**Problem description**
Take the data below and extract the lines from the one with "topping in this photo." to the one with "light in this photo.", inclusive, exactly as written.

** Data section follows **

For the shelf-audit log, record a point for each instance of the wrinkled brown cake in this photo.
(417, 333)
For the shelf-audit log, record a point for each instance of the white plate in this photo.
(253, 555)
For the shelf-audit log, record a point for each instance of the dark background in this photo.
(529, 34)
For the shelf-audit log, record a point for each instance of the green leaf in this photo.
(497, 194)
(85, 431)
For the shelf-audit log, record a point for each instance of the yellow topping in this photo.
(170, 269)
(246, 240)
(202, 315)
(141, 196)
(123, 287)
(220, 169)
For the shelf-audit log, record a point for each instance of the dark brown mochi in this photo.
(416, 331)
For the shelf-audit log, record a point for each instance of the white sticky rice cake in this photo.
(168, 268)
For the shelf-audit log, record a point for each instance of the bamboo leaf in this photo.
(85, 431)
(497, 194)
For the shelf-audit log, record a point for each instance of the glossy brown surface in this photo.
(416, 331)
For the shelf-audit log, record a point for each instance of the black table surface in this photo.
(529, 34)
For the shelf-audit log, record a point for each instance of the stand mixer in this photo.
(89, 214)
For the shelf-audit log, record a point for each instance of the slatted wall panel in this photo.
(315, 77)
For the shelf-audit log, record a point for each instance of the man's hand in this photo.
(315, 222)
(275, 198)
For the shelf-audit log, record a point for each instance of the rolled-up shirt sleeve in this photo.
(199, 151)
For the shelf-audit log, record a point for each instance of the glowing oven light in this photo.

** End of Data section **
** Data section follows **

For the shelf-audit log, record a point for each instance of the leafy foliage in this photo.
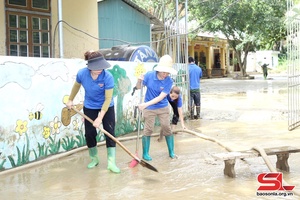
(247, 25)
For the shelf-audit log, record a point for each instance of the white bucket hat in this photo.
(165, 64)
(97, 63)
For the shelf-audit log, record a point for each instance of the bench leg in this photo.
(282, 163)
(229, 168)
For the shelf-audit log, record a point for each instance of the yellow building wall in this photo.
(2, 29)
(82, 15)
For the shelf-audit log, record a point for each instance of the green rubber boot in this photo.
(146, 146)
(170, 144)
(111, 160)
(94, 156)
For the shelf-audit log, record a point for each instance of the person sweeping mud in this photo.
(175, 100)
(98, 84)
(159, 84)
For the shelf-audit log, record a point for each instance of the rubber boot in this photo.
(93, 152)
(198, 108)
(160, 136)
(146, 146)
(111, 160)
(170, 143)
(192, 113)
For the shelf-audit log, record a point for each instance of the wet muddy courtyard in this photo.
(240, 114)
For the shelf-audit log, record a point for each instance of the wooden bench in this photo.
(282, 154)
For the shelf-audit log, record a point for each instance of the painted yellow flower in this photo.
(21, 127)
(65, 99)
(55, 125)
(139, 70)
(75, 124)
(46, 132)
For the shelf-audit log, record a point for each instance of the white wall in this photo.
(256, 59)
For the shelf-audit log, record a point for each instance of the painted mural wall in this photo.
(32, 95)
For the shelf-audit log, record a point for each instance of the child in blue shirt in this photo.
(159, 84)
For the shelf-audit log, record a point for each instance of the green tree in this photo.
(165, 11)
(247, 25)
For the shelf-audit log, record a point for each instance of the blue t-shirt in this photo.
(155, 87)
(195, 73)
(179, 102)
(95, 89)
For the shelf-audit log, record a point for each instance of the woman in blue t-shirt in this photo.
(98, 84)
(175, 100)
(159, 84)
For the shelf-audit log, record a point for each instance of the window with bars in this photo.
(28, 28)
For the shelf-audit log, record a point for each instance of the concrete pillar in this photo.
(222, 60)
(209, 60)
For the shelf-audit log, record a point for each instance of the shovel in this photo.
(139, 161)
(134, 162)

** End of Data section **

**Response for this exercise**
For the shelf-audit log, record a point for each instance of the yellow topping in this photo.
(170, 269)
(246, 240)
(202, 315)
(141, 196)
(123, 287)
(220, 169)
For the shelf-audit log, record a point for each instance of the dark brown mochi in this photo.
(416, 331)
For the shelf-audit log, record a point for each instance of the white sticky rice cake in this photo.
(168, 268)
For the shelf-audit log, record a point for each instance of the bamboo leaf in this photo.
(85, 431)
(497, 194)
For the shelf-audit log, record a point for each instance of the glossy brown surface in this photo.
(416, 331)
For the shelf-audit log, record a point for each instance of the black table surface in this photo.
(529, 34)
For the shelf-audit log, record a point for each instance of the stand mixer in this photo.
(89, 214)
For the shelf-audit log, record a point for each instance of the slatted wall panel in this photo.
(315, 77)
For the shelf-audit log, record a point for each instance of the man's hand in this photo.
(315, 222)
(275, 198)
For the shelf-audit log, record a point for each instance of the rolled-up shirt sleeve in this photo.
(199, 151)
For the shelf-audit log, record a point for each instance of the glowing oven light in this photo.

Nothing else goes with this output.